▶ _Stated problem_
Please retype the records below line for line, without changing anything, and leave out the pictures.

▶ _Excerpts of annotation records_
- - -
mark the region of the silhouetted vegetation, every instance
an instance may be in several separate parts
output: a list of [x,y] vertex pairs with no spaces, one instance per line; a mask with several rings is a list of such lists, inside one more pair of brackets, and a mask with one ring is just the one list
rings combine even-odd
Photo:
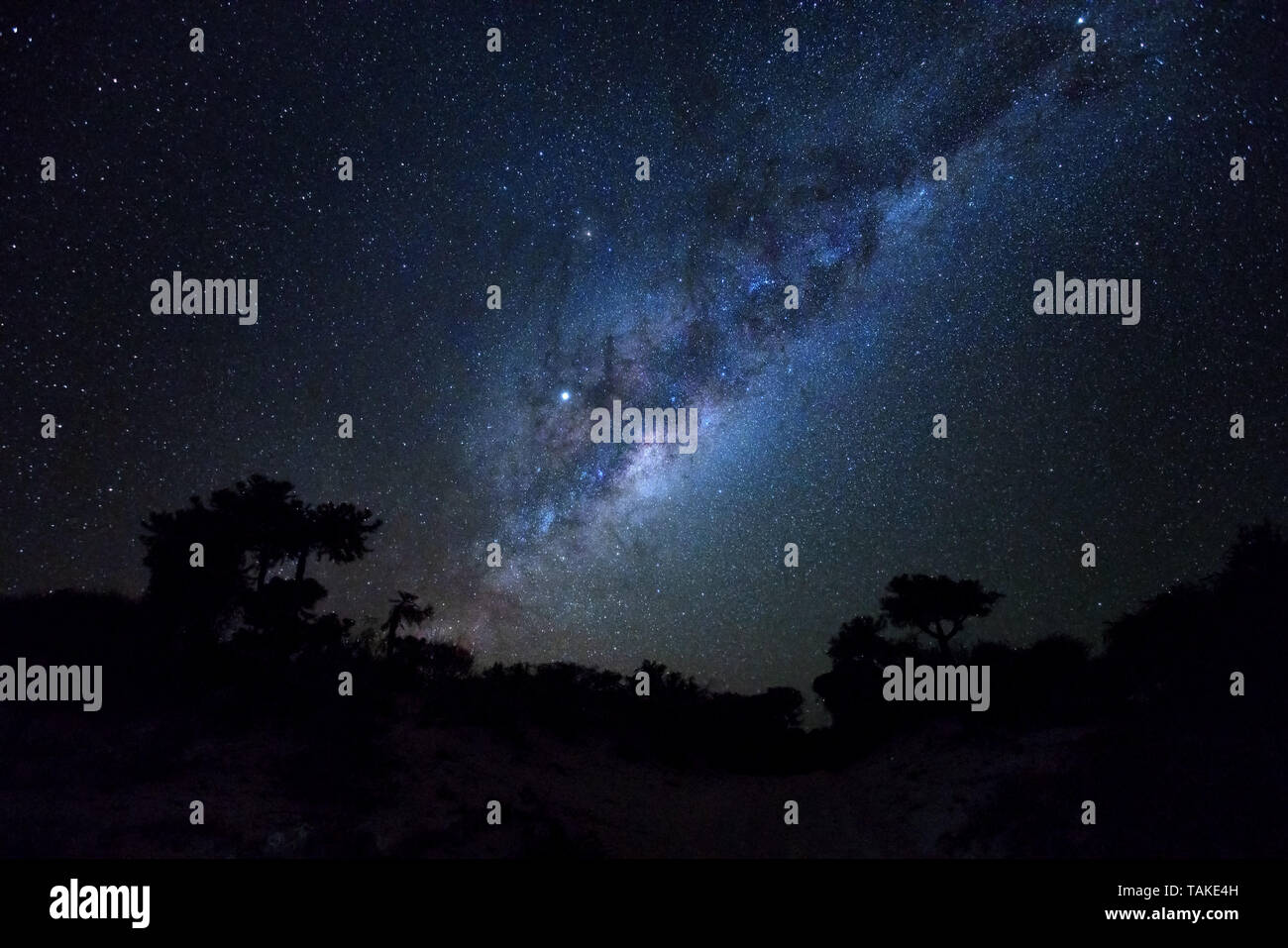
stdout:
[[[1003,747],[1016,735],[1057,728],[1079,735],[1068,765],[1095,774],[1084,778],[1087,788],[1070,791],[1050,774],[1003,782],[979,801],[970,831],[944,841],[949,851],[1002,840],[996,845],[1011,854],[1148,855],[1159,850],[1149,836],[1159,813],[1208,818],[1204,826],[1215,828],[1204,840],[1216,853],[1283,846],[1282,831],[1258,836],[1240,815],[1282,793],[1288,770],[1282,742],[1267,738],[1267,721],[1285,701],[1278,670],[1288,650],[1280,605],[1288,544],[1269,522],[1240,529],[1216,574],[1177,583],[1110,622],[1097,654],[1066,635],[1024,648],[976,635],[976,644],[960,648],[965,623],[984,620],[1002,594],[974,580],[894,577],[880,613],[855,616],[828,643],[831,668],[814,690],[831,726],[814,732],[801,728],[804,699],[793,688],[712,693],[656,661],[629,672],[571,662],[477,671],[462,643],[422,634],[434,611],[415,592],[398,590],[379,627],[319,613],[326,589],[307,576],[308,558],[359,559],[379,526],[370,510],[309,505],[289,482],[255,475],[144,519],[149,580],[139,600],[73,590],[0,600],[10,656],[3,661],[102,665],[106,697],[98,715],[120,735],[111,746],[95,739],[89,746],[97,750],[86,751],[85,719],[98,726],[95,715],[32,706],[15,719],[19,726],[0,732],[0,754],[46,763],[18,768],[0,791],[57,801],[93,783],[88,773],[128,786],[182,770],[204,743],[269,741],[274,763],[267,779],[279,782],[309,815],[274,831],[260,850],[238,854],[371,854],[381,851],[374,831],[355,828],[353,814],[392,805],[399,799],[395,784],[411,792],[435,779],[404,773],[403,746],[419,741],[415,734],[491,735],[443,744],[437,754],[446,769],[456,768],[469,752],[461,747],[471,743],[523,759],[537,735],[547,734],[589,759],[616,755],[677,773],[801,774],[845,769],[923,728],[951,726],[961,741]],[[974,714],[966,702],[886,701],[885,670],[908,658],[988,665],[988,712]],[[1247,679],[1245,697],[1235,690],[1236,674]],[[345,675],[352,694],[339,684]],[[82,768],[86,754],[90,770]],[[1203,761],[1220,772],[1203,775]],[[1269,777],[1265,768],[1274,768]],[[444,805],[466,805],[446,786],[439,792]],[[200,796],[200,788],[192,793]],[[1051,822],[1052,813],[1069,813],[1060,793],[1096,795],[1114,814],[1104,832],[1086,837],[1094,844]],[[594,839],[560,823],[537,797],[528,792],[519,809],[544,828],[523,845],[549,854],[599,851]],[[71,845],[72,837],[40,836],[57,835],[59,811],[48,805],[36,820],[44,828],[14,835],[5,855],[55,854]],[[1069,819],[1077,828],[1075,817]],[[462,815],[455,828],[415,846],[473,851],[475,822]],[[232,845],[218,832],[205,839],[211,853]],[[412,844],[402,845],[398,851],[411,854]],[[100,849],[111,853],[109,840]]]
- - -
▶ _Expected output_
mark the region of the silhouetted vegetation, every instance
an instance may be in several separate parts
output: a list of [x,y] vertex pairs with no spaces, one instance per line; a mask with several rings is a list of such lists, inside one more pair of brackets, and a mask with one ring is just the one list
rings combine even-odd
Photo:
stdout:
[[[1003,747],[1016,735],[1057,728],[1079,735],[1068,765],[1095,774],[1084,778],[1087,788],[1070,791],[1050,774],[1003,782],[979,801],[970,831],[944,841],[949,851],[1002,840],[996,845],[1011,854],[1148,855],[1159,850],[1149,836],[1159,813],[1208,818],[1204,826],[1215,828],[1204,840],[1216,853],[1283,846],[1282,831],[1258,836],[1240,815],[1282,793],[1288,770],[1282,742],[1267,738],[1267,721],[1285,701],[1278,670],[1288,650],[1280,605],[1288,544],[1269,522],[1240,529],[1216,574],[1177,583],[1110,622],[1097,654],[1066,635],[1024,648],[976,635],[976,644],[960,648],[965,623],[984,620],[1002,594],[974,580],[894,577],[880,613],[855,616],[828,643],[831,668],[814,690],[831,726],[814,732],[801,728],[804,699],[793,688],[712,693],[656,661],[629,672],[571,662],[477,671],[462,643],[422,634],[434,611],[415,592],[398,590],[379,627],[319,613],[326,589],[307,576],[308,558],[359,559],[379,526],[370,510],[309,505],[289,482],[255,475],[144,519],[149,580],[139,600],[73,590],[0,600],[10,656],[3,661],[102,665],[106,697],[98,715],[120,735],[111,746],[95,739],[89,746],[97,750],[86,751],[85,719],[98,726],[95,715],[32,706],[15,719],[19,726],[0,732],[0,754],[46,763],[18,768],[0,791],[57,801],[93,783],[88,773],[128,786],[182,770],[204,743],[269,741],[274,763],[267,779],[279,782],[309,815],[274,831],[260,850],[238,854],[371,854],[381,851],[374,831],[355,828],[353,814],[392,805],[399,799],[395,784],[411,792],[435,779],[404,773],[403,746],[419,741],[415,734],[491,735],[443,744],[437,754],[446,769],[456,768],[469,752],[461,747],[471,743],[523,759],[537,735],[547,734],[589,759],[616,755],[677,773],[801,774],[845,769],[923,728],[951,726],[961,741]],[[974,714],[966,702],[886,701],[885,670],[908,658],[988,665],[988,712]],[[1247,679],[1245,697],[1235,690],[1236,674]],[[345,675],[352,694],[339,684]],[[82,768],[86,754],[90,770]],[[1203,761],[1220,772],[1203,775]],[[1269,777],[1265,768],[1274,768]],[[444,805],[466,805],[446,786],[439,792]],[[200,796],[200,788],[192,793]],[[1051,822],[1052,813],[1069,813],[1060,793],[1096,795],[1114,814],[1104,832],[1086,837],[1094,844]],[[594,839],[560,823],[537,797],[528,792],[519,809],[544,828],[523,845],[549,854],[599,851]],[[71,845],[72,837],[40,836],[57,835],[59,811],[48,805],[36,820],[44,828],[14,835],[5,855],[55,854]],[[1069,819],[1077,828],[1075,817]],[[462,815],[455,828],[415,846],[473,851],[475,822]],[[232,845],[218,832],[205,839],[211,853]],[[412,844],[402,845],[398,851],[411,854]],[[100,849],[111,853],[109,840]]]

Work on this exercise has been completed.